[Object detection data]
>>>>>

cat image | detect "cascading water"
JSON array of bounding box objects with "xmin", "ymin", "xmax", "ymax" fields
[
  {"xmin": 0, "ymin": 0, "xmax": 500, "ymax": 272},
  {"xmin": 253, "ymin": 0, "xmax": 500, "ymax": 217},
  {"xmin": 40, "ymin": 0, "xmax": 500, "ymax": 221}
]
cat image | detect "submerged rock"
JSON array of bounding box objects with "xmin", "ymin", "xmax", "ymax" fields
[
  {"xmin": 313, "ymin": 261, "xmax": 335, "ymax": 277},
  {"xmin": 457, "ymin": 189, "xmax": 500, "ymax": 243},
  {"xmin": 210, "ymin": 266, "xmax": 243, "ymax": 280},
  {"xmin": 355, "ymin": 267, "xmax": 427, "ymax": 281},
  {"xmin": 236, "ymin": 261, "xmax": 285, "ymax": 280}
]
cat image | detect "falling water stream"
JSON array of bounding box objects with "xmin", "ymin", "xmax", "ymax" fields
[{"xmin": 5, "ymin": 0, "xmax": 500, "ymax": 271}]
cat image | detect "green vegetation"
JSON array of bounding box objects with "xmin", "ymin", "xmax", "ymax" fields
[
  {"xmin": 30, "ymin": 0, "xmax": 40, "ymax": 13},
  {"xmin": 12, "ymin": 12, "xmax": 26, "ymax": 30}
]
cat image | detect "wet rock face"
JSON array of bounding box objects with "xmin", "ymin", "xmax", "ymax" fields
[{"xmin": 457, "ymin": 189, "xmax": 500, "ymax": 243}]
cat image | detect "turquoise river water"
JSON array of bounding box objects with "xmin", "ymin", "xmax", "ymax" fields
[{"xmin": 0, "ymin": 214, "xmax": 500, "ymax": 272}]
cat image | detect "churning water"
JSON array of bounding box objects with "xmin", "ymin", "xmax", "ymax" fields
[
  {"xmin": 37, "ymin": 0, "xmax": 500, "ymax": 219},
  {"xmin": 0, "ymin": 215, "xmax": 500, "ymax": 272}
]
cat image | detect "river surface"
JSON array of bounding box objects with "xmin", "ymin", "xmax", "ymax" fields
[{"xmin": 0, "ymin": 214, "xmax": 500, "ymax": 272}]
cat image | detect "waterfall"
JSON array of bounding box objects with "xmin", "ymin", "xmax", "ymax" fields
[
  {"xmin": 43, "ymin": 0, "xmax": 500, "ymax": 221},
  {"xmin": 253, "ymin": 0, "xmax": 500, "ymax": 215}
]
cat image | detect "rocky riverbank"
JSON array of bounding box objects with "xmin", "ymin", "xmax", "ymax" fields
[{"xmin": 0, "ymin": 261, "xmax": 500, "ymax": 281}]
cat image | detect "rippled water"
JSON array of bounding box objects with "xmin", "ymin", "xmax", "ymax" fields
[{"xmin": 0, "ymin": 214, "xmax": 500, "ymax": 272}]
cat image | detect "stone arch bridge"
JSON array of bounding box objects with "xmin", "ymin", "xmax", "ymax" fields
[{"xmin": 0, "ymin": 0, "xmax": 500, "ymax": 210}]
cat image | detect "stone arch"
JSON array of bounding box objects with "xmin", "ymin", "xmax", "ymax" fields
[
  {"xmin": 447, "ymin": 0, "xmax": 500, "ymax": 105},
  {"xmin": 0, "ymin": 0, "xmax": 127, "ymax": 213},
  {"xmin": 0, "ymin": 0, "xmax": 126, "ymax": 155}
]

<<<<<

#### Problem statement
Show each line from the entries above that contains the word "stone", copying every such line in full.

#### Exercise result
cat image | detect "stone arch bridge"
cat image | detect "stone arch"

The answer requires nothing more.